--- EXTRAIT DU DOCUMENT ---
-----
Impopulaire, le chef de l’Etat conservateur est accusé par l’opposition de malversations dans le cadre d’un contrat public portant sur le transport de pétrole brut. Il lui est reproché d’avoir eu connaissance de ce contrat préjudiciable à l’Equateur et de ne pas être intervenu pour y mettre un terme dès la prise de ses fonctions, en mai 2021. M. Lasso, un ancien banquier de 67 ans, n’est cependant pas poursuivi par la justice dans le cadre de cette affaire. A l’ouverture de son procès en destitution, il a plaidé face aux députés sa « totale, évidente et incontestable innocence ».

Dans la foulée de l’annonce de la dissolution du Parlement, M. Lasso a demandé au Conseil national électoral de convoquer des élections législatives et présidentielle anticipées, ainsi que le prévoit la Constitution. « C’est une décision démocratique non seulement parce qu’elle est constitutionnelle mais aussi parce qu’elle rend au peuple équatorien la possibilité de décider », a affirmé Guillermo Lasso sur la chaîne de télévision nationale. C’est la première fois qu’un chef de l’Etat équatorien a recours à ce droit de dissolution, qui ne peut être utilisé qu’à une reprise au cours des trois premières années de son mandat.

« Le dernier clou planté dans son propre cercueil politique »

L’ancien président Rafael Correa (2007-2017), qui dirige l’opposition malgré sa condamnation à huit ans de prison par contumace pour corruption et vit en exil en Belgique, a qualifié la décision de M. Lasso d’« illégale » et de « coup d’Etat », estimant que c’était aussi « le dernier clou planté dans son propre cercueil politique ».

Les Etats-Unis, par la voix du porte-parole adjoint au département d’Etat Vedant Patel, ont exhorté « les institutions gouvernementales et la société et les citoyens à veiller à ce que les processus démocratiques soient menés à bien pour le peuple équatorien ».

Le bâtiment du Parlement était gardé par des militaires et des policiers, tandis qu’autour du palais présidentiel, dans le centre historique de la capitale, Quito, les hommes en uniforme étaient plus nombreux qu’habituellement, a constaté l’Agence France-Presse (AFP). L’armée et la police ont averti que la Constitution devait « être pleinement respectée par tous les citoyens ». En outre, une alliance d’organisations de gauche a appelé à défendre dans la rue « les droits et les libertés ».

« Un lâche auto-coup d’Etat »
-----
--- DONNÉES DISPONIBLES ---

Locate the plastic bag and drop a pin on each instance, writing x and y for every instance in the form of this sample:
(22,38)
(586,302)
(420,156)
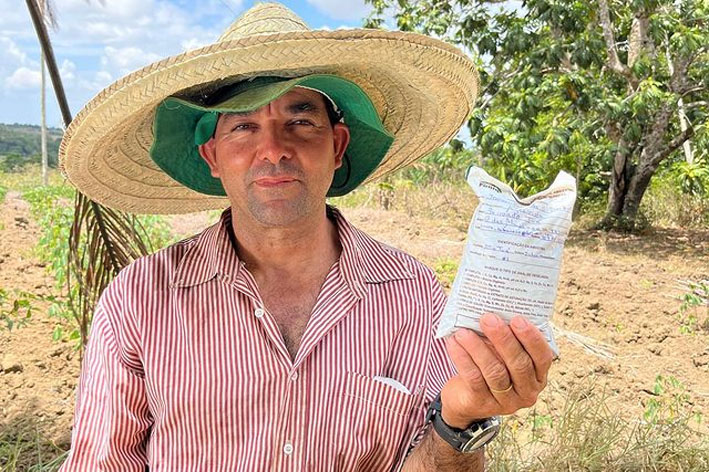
-----
--- ÉNONCÉ DE L'EXERCICE ---
D'après l'extrait sur la dissolution du Parlement équatorien, quand Guillermo Lasso a-t-il pris ses fonctions de chef de l'État ?

--- RÉPONSE CI-DESSOUS ---
Il a pris ses fonctions en mai 2021.